◆ Record extracts:

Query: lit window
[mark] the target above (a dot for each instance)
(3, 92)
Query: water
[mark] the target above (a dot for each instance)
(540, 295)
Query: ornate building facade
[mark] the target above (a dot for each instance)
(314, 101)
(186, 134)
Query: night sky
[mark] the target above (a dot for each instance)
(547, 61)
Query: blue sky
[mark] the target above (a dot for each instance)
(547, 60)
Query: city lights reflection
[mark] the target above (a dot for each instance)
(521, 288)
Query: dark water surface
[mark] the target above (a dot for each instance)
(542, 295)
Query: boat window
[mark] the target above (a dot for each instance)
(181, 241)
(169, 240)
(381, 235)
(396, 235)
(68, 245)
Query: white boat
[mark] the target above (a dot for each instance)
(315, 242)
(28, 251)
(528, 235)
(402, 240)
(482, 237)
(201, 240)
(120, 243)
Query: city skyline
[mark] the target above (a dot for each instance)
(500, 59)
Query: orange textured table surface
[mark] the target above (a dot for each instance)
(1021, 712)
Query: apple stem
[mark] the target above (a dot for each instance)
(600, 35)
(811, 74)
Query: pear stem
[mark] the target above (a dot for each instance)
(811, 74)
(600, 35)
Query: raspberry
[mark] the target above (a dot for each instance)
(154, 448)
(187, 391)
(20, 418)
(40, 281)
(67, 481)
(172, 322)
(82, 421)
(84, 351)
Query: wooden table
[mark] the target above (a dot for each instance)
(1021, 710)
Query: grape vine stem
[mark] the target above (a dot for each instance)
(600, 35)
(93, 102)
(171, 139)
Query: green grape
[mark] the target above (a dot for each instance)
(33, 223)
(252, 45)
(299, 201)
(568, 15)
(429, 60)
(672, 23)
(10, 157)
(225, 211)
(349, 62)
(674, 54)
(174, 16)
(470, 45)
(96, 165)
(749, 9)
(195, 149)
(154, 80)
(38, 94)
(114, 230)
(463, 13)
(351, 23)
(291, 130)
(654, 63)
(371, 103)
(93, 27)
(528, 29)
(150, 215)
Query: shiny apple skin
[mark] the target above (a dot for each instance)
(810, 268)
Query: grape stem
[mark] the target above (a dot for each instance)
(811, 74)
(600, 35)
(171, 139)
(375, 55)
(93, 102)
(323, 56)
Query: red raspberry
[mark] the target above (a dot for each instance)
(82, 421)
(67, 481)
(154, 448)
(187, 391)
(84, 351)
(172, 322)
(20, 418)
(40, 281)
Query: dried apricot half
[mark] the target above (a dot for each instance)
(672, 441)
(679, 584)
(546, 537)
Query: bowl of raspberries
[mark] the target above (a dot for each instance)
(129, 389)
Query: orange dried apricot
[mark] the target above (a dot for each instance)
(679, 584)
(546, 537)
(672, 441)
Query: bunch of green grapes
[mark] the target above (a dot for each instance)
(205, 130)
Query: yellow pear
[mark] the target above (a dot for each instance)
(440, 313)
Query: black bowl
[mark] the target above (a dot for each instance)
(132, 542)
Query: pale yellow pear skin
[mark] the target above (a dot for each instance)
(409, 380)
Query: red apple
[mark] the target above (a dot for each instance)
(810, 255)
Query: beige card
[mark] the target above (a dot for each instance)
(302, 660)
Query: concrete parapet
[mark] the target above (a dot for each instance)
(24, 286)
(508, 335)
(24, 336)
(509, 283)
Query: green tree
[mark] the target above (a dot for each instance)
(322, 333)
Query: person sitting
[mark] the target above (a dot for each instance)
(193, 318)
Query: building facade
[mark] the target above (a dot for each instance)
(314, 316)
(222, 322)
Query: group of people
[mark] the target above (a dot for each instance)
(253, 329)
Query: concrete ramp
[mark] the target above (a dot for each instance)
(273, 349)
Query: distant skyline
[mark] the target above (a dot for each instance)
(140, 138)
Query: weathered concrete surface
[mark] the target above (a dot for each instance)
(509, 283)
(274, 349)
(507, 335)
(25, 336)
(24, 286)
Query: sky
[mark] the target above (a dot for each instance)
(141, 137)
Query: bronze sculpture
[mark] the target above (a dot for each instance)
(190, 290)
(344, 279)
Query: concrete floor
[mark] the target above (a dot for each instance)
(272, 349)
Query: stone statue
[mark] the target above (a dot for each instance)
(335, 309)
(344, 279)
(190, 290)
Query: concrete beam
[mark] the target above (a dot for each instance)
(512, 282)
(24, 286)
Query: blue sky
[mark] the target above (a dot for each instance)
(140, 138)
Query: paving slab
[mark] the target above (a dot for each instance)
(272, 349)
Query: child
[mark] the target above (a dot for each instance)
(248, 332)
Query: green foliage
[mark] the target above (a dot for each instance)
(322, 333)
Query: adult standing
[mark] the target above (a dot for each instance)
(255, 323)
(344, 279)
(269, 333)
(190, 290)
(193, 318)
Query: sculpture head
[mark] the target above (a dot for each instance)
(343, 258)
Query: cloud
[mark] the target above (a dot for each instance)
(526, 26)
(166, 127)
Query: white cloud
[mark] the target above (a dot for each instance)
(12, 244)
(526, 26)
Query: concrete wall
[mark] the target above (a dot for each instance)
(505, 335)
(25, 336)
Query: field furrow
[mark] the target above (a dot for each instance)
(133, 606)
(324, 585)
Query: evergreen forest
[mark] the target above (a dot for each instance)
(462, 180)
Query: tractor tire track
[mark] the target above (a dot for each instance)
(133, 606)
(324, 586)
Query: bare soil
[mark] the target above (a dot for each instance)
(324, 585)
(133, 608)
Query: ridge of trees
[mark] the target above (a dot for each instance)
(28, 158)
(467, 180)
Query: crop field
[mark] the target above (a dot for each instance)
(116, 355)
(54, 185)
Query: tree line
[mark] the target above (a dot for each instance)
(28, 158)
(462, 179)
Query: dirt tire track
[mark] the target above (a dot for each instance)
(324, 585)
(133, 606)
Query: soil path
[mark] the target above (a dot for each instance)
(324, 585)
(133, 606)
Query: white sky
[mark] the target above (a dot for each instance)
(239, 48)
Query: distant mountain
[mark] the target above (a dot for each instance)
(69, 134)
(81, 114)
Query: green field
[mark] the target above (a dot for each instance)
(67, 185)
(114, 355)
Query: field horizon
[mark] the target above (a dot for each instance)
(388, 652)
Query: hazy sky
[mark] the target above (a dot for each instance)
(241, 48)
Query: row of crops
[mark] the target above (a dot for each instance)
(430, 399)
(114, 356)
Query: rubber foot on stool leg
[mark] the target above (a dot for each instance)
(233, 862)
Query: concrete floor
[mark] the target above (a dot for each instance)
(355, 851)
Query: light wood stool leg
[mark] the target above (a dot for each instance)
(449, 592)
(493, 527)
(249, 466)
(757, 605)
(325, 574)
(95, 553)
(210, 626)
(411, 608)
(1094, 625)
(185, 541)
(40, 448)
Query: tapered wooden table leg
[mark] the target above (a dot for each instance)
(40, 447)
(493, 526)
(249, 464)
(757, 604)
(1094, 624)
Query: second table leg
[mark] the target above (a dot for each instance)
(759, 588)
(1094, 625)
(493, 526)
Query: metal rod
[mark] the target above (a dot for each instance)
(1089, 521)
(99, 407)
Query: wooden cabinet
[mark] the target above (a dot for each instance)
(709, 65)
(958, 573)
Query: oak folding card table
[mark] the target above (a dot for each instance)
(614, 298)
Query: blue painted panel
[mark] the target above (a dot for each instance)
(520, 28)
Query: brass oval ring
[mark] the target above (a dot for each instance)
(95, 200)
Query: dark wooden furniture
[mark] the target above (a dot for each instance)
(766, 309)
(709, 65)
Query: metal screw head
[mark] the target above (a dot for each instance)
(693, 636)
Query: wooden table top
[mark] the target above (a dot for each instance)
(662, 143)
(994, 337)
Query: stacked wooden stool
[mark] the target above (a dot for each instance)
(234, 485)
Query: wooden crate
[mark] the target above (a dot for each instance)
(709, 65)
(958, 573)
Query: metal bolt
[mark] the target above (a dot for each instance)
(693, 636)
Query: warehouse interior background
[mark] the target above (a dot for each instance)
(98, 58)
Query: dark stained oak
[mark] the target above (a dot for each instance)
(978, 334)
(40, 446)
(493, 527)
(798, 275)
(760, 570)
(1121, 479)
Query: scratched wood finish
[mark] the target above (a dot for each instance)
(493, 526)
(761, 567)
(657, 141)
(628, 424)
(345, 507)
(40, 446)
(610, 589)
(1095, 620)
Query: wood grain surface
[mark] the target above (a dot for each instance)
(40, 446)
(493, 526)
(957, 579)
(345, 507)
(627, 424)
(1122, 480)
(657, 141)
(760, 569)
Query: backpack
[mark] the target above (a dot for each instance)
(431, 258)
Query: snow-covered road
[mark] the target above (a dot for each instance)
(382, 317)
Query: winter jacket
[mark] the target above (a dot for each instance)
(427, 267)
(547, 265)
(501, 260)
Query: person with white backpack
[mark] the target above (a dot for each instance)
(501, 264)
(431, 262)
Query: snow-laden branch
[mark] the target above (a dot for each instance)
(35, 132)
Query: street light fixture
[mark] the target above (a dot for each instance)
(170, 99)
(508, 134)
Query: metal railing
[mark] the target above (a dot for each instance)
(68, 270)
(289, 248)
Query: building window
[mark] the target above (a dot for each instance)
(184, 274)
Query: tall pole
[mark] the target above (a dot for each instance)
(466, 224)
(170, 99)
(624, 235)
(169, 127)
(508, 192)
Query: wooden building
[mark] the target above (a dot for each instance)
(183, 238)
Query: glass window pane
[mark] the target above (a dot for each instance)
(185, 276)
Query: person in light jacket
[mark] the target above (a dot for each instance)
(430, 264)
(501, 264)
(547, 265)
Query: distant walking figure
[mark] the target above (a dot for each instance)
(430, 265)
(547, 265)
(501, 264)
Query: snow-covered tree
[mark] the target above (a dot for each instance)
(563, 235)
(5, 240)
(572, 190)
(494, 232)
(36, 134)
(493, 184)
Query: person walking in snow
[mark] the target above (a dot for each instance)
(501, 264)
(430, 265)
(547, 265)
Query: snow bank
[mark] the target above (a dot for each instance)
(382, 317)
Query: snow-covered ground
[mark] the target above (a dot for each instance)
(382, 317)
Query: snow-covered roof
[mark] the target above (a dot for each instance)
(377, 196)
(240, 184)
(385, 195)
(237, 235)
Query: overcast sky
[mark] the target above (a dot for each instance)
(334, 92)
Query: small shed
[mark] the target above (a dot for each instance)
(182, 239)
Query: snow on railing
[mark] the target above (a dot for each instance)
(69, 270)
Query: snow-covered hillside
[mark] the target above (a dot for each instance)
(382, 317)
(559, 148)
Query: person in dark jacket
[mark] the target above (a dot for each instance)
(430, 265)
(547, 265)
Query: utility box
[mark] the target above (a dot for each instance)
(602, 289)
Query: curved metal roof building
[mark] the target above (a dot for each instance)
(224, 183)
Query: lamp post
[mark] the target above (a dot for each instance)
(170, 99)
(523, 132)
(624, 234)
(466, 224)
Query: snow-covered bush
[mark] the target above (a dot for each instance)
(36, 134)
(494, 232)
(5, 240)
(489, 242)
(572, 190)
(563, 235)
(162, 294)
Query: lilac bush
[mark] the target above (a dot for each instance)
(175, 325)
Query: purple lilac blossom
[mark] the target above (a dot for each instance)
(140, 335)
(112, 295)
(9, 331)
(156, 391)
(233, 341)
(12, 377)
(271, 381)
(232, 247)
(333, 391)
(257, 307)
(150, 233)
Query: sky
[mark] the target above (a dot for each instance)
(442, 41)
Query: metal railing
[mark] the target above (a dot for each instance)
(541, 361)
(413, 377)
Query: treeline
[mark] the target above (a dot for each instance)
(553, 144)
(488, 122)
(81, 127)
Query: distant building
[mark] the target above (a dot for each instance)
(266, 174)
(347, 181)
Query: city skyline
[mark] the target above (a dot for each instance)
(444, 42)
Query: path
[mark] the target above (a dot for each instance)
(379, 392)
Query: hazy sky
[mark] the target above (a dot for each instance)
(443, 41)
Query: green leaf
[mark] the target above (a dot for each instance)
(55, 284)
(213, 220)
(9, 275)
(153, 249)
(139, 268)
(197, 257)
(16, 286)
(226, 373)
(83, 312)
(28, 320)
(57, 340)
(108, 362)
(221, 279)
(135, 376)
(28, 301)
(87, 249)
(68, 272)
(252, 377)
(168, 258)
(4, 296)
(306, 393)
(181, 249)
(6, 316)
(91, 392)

◆ What you are asked to do: Write the lines out exactly, from the one with "Query: lilac bush" down to the last line of the listing, and leave out all others.

◆ Written reply:
Query: lilac bush
[mark] the target above (a dot for each instance)
(175, 325)
Query: purple lilac blossom
[mark] the target above (a dot for each instance)
(140, 335)
(112, 295)
(9, 331)
(156, 391)
(233, 341)
(12, 377)
(271, 381)
(232, 247)
(333, 391)
(257, 307)
(150, 233)
Query: sky
[mark] the target above (a dot for each instance)
(442, 41)
Query: metal railing
[mark] the target above (a dot for each instance)
(541, 361)
(413, 377)
Query: treeline
[mark] the target above (a dot for each instance)
(553, 144)
(488, 122)
(81, 127)
Query: distant building
[mark] the target above (a dot for each instance)
(266, 174)
(347, 181)
Query: city skyline
[mark] the target above (a dot for each instance)
(444, 42)
Query: path
[mark] the target above (a dot for each instance)
(379, 392)
Query: hazy sky
[mark] the target above (a dot for each instance)
(443, 41)
Query: green leaf
[mark] the target above (a dot for each instance)
(55, 284)
(213, 220)
(9, 275)
(153, 249)
(139, 268)
(197, 257)
(16, 286)
(226, 373)
(83, 312)
(28, 320)
(57, 340)
(108, 362)
(221, 279)
(135, 376)
(28, 301)
(87, 249)
(68, 272)
(252, 377)
(168, 258)
(4, 296)
(306, 393)
(181, 249)
(6, 316)
(91, 392)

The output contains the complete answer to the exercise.